■ **Exercise brief**:
All the entries need to be quoted exactly, apart from the pictures, which you should drop.

[Saved data entries]
==============================

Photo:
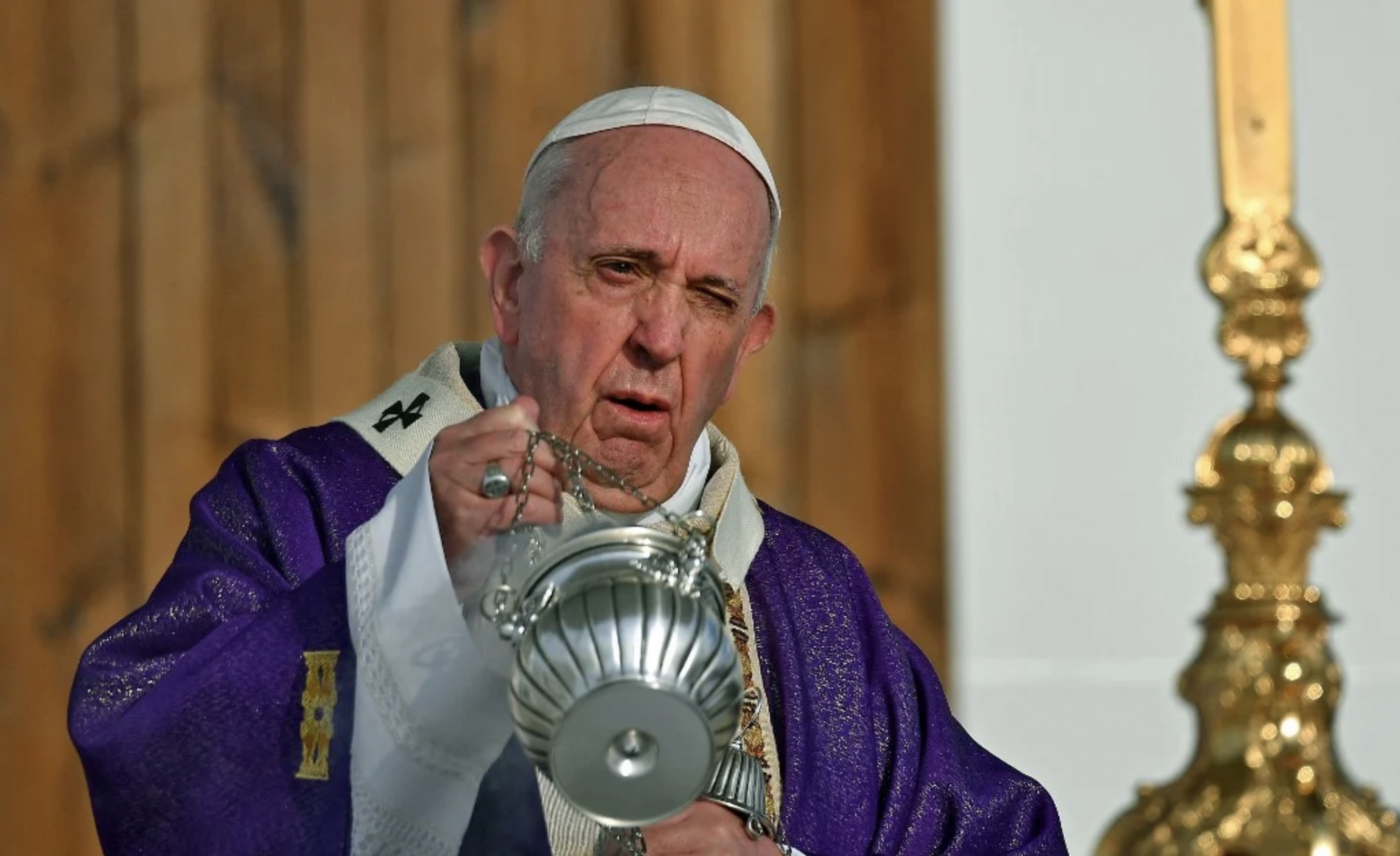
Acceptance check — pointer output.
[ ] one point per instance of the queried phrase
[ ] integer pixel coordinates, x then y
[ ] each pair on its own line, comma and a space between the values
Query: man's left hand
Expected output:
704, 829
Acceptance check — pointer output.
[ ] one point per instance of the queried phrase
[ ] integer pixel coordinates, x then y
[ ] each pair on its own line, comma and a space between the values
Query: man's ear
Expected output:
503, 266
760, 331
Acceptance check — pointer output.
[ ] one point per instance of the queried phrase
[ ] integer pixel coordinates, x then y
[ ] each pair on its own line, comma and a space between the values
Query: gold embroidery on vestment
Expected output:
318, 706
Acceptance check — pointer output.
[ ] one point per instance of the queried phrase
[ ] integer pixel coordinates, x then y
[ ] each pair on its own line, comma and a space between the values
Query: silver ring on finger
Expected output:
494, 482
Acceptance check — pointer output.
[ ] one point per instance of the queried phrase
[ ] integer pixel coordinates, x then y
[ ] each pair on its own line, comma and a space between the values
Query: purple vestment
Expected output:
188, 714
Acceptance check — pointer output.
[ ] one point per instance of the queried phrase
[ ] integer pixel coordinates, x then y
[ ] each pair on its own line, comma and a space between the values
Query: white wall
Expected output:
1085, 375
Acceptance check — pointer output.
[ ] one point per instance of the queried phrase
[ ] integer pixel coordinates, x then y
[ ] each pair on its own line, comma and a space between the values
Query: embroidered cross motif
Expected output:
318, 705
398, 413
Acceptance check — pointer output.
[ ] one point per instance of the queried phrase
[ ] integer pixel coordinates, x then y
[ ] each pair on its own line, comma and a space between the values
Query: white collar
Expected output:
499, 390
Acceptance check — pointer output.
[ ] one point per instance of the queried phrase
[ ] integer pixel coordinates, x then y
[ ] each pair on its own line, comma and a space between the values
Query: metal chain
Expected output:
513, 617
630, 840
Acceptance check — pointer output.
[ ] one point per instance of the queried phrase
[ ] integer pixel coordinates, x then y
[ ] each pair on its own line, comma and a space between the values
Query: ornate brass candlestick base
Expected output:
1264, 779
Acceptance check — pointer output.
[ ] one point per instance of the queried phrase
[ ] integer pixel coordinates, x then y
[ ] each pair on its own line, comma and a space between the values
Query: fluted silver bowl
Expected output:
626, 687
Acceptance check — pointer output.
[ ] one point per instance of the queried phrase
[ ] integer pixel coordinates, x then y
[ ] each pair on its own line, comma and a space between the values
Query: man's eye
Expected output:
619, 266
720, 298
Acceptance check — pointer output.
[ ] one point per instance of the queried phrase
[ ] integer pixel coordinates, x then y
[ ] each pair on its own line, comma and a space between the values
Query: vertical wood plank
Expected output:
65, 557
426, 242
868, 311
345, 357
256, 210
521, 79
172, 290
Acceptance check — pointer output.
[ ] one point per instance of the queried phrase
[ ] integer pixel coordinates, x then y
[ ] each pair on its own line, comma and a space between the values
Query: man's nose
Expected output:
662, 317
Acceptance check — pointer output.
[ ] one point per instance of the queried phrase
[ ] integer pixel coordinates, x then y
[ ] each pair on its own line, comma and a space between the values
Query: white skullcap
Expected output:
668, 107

==============================

■ **Solution to this problem**:
Photo:
Acceptance check — pointer output.
[ ] one point per instance of the queried phrase
[ ] integer pixel coordinates, x then y
[ ] each pair on its own line, comma and a space between the values
Query: man's left hand
Expected output:
704, 829
Acceptance check — pointer output.
[ ] one point per instance of the queried phrase
[ ] integer pixel coordinates, x then y
[ ] each pair on its own line, comma and a space between the values
Query: man's ear
Expected output:
503, 266
760, 331
Acceptance check — pointer output.
[ ] one point per instance of the queried phrase
[ ] integer pixel coordinates, x then y
[ ] each pair on its own line, comma and a space between the values
Query: gold embroidery on vestment
Expected output:
318, 706
Acceptance check — pointer output.
[ ] one point per instance of the queried phrase
[ ] integer pixel coordinates, x then y
[ ] each pair on its own line, comma and a space between the values
Query: silver ring on finger
Expected output:
494, 482
Acceptance check — pointer output.
[ ] one point per instance of the queried phrase
[ ] integer pixel coordinates, x then y
[ ] each pair on its own line, comma and a space between the values
Query: purple vestment
Expected output:
188, 714
Acceptance check — pointer output.
[ ] one point per instance of the queried phrase
[ ] integer pixel coordinates, x then y
[ ] each pair on its own line, comma and a space between the values
Query: white wall
Expected output:
1085, 375
Acceptance check — pointer output.
[ ] one point per instance of the queried phrase
[ ] integer pixel coordinates, x then y
[ ] each pair on its own line, comma and a space between the values
Query: embroidered cross motif
Expected output:
318, 705
398, 413
Acceptance check — pointer output.
[ ] one point per instance of the queried phrase
[ ] integer pixel coordinates, x then y
[ ] each pair on its own line, comma and a space between the values
Query: white collar
Expected output:
499, 390
Acceptance check — pointer output.
[ ] one point per instance of the queried phrase
[ ] integer pixel coordinates, x then y
[ ] each pair on its own line, comma and a space between the values
Query: metal chain
Expected output:
513, 617
630, 840
Acceptance check — pointer output.
[ ] one point per instance of the queried phrase
[ ] integer pixel coordinates, x then y
[ ] each pair on its own line, comma and a space between the values
Query: ornate brass candlestick base
Expected output:
1264, 779
Acceptance check — pointer output.
[ ] one point per instance of the queried phrase
[ ] integer pixel coordinates, x then y
[ ] each pair on its own line, comma and a space between the values
Query: fluted silver bowl
Expected output:
626, 687
Acceptance check — pointer output.
[ ] one point per instance of the queried phrase
[ ] integer pixel coordinates, x then y
[ ] each pair on its own line, comma and a space between the values
Query: man's eye
Expected output:
619, 266
720, 298
Acceptance check — pointer output.
[ ] one point per instance of the queried phrase
[ ] integer pixel coordinates, x then y
[ ] each pair on its own line, comma and a space between the values
Query: vertical wood plank
Expected output:
65, 557
426, 242
868, 311
345, 357
256, 210
521, 79
172, 290
Acceptance check — pointer output.
[ ] one point per instance of the queried phrase
[ ] integer pixel coordinates, x then y
[ ] each pair on its own line, comma and a space between the values
Query: man's nose
Expected output:
662, 317
Acceptance check — pointer output.
[ ] one point per instance of the queried phrase
[ ] integer pixel coordinates, x then y
[ ] each pair on its own line, comma and a space between the values
Query: white skullcap
Expected output:
668, 107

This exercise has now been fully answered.